Selected passage
········
Tim Madigan brings an American sensibility to the Russian philosophical phenomenon when he says that the culture seems in need of a dose of John Dewey’s pragmatism; also that they will reach philosophical maturity when they can regard Marxism as just another philosophical system. I have to agree with him that the Russian tradition is singularly deficient in the quest for objective truth and respect for rational procedures. The bulk of my critical work has been to emphasise the absence of the Cartesian project in Russia and the negative consequences that have followed from this. But there is also a positive consequence, especially as Russians see it. A non-Cartesian tradition has meant the non-separation of moral and epistemological issues in Russia, and the continuing search for a moral philosophy of being. This is exactly the definition of philosophy which has become built in to the Russian sense of national identity, if they won’t mind my saying. I find it an exciting project.

But it is therefore very difficult to advise a dose of pragmatism, because if this advice were heeded, Russian culture would have to abandon its strengths as well as admit to its weaknesses, and in consequence it might well fall apart. I hope Tim Madigan will forgive me, but his counsel in philosophy reminded me of the good intentions of Western bankers in 1992, when they piled into the country to de- Sovietize it, thinking it could be made ‘capitalist’ and ‘democratic’ overnight, having no idea of what the fabric of Russian society, and its intellectual history, was like. We all know what chaos has resulted from that Western misjudgement, as well as from ingrained Russian carelessness of the kind Arutunyan describes.

My dearest hope is that the Russian intelligentsia will sooner or later get a more realistic handle on its own weaknesses as well as its strengths, and see how these can be corrected for, and the new knowledge applied, to further all our philosophical understanding, as well as improve the quality of life in that difficult country . Russia is a place where everything familiarly of value in the West seems to have a double value, and takes constant sorting out.
········
Supplied data

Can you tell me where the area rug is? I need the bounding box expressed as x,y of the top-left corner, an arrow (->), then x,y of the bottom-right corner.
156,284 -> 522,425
········
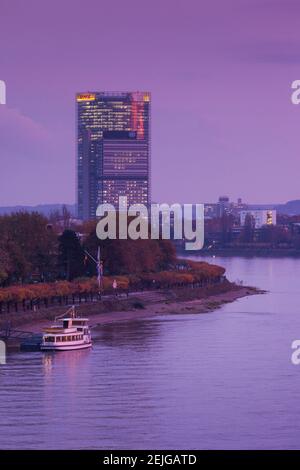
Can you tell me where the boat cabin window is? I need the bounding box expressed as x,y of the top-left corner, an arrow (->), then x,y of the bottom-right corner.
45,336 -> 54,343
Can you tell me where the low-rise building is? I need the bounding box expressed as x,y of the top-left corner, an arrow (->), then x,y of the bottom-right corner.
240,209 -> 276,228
········
Instructions to follow
Reproduce the part of the text on Russian philosophy between "But it is therefore" and "kind Arutunyan describes.", inclusive. The records were taken from a different source.

Response to the exercise
But it is therefore very difficult to advise a dose of pragmatism, because if this advice were heeded, Russian culture would have to abandon its strengths as well as admit to its weaknesses, and in consequence it might well fall apart. I hope Tim Madigan will forgive me, but his counsel in philosophy reminded me of the good intentions of Western bankers in 1992, when they piled into the country to de- Sovietize it, thinking it could be made ‘capitalist’ and ‘democratic’ overnight, having no idea of what the fabric of Russian society, and its intellectual history, was like. We all know what chaos has resulted from that Western misjudgement, as well as from ingrained Russian carelessness of the kind Arutunyan describes.